### WHAT YOU HAVE TO DO
Lift out all lines below that contain "headstone".

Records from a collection
/---

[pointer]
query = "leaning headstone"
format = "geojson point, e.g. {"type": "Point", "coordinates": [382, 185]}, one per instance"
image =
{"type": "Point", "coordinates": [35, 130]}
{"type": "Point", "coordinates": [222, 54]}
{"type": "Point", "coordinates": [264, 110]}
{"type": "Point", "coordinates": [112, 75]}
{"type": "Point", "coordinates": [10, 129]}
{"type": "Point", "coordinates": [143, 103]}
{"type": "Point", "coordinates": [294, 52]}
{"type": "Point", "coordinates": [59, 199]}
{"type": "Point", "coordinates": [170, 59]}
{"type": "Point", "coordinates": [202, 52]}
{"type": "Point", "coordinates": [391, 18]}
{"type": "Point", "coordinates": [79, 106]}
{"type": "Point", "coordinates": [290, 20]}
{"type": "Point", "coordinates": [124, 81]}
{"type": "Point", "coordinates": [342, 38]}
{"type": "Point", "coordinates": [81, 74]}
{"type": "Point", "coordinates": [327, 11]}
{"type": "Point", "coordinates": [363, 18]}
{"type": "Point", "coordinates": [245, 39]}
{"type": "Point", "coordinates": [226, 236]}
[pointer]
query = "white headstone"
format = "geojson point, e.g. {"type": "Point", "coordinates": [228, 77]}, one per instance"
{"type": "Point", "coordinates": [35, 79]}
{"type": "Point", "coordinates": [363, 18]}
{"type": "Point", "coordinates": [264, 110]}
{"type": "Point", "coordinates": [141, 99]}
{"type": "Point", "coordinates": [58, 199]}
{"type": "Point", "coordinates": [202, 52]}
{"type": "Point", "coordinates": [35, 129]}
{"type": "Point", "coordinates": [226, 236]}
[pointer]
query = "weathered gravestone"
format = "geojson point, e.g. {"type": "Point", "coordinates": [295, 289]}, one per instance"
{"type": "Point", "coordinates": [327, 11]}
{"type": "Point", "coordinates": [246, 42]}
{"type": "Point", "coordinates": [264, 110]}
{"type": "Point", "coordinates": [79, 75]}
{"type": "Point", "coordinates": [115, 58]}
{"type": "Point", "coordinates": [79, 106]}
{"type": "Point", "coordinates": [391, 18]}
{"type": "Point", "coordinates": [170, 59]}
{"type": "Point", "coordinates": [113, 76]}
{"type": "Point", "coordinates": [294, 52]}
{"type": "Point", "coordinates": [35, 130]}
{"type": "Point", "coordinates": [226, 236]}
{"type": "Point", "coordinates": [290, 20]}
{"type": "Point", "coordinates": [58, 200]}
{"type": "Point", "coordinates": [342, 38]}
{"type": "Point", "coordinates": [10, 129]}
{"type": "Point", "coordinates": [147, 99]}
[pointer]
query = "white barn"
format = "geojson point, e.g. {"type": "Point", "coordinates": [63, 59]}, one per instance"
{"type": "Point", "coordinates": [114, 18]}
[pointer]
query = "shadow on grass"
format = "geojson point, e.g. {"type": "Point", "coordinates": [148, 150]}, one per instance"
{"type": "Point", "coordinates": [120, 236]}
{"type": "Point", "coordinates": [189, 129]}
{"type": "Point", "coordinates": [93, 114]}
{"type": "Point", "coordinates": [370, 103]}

\---

### SOLUTION
query = "leaning headstone"
query = "white headstone"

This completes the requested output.